SASARAN TUGAS:
1. Jawablah pertanyaan berikut berdasarkan artikel tentang tiga penulis terlaris Indonesia di London Book Fair.
(a) Di gedung apa dan pada tanggal berapa panel diskusi itu diadakan?
(b) Apa judul karya Agustinus Wibowo yang disebutkan dalam artikel?
(c) Selain novelis dan penulis cerita pendek, apa lagi sebutan bagi Dee Lestari?
2. Lanjutkan artikel tentang tiga penulis terlaris Indonesia di London Book Fair, dimulai setelah kalimat terakhir yang ditampilkan.

TEKS HALAMAN:
Pencarian Identitas Jadi Inspirasi Tiga Penulis Terlaris Indonesia

Katadata | Heri Susanto
Penulis: Heri Susanto
13/3/2019, 13.21 WIB

LONDON - Tiga penulis terlaris asal Indonesia berbagi cerita tentang perjalanan mereka mencari identitas sebagai sumber inspirasi yang mempengaruhi mereka dalam menulis buku-buku yang kemudian menjadi populer. Cerita pengalaman ini diungkapkan dalam panel diskusi Berjudul “17.000 Islands of Imagination: Indonesian Literature Today” sebagai bagian dari acara London Book Fair (LBF) di British Library, London pada 11 Maret 2019.

Ketiga penulis yang menciptakan karya-karya “best seller” tersebut adalah Agustinus Wibowo, Seno Gumira Ajidarma, dan Dewi Lestari. Agustinus Wibowo adalah penulis perjalanan terkemuka. Karyanya yang berjudul Zero: When Journey Takes You Home menjadi buku terlaris nasional dan akan segera diadaptasi menjadi film.

(Baca: Laporan London Book Fair: Penulis RI Berpeluang Masuk ke Pasar Global)

Seno Gumira dikenal sebagai penulis karya fiksi yang telah mendapatkan berbagai penghargaan prestisius dan karyanya diterjemahkan ke sejumlah bahasa asing. Sedangkan, Dee Lestari adalah seorang novelis, penulis cerita pendek, dan penyanyi-penulis lagu. Novel hasil karyanya juga laris manis di pasaran, diterjemahkan ke berbagai bahasa asing dan telah diadaptasi menjadi film yang juga banyak diminati penonton.

CUPLIKAN SUMBER:
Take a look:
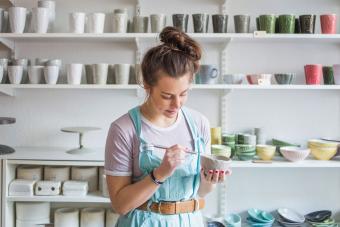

HASIL PER TUGAS:
1.
(a) Di British Library, London, pada 11 Maret 2019.
(b) Zero: When Journey Takes You Home.
(c) Penyanyi-penulis lagu.

2.
Dalam diskusi tersebut, Agustinus yang merupakan keturunan Tionghoa mengaku kerap bertanya tentang identitas dirinya yang telah mempengaruhi kehidupannya. Dia sering heran mengapa orang dikategorikan berdasarkan identitas dan mengapa kerap muncul permusuhan antara berbagai kelompok etnis.

Penasaran atas pencarian identitas diri tersebut telah membawanya pada perjalanan ke Cina, Afghanistan, Pakistan, dan banyak negara lainnya. Bahkan, untuk mencari jawabannya, dia memutuskan tinggal di negara China selama sembilan tahun. “Tetap saja saat di sana, sebagai pemegang paspor Indonesia, saya merasa terasing,” kata Agustinus.

Seno Gumira yang lahir di Amerika Serikat juga mengungkapkan pertanyaan-pertanyaan akan identitas dirinya yang sering kali membawanya persoalan pada kehidupannya. Dia justru mengaku baru merasakan kehidupan sebagai manusia yang berdarah Jawa setelah kembali ke Yogyakarta.

“Kemudian saya belajar bahasa Indonesia dan di bahasa ini saya menemukan pembebasan terutama dari bahasa Jawa yang penuh tata krama,” ujar Seno. Dia menilai identitas adalah definisi yang tak bisa diisolasi kecuali dalam sebuah buku paspor.

Sedangkan, Dewi Lestari menceritakan bahwa pencarian akan identitas dan tujuan hidup membuat dirinya mendapatkan pertanyaan-pertanyaan filosofis yang kemudian mempengaruhi di semua karya-karyanya.

Sebagai penulis berdarah Batak, dia justru merasa lebih memahami bahasa dan budaya Sunda karena lahir dan dibesarkan di Bandung, Jawa Barat. “Namun saya tumbuh dengan membaca buku-buku Barat, seperti karya-karya Enid Blyton. Dan saya rasa sejak muda saya sudah terpapar oleh globalisasi,” ujar Dewi Lestari.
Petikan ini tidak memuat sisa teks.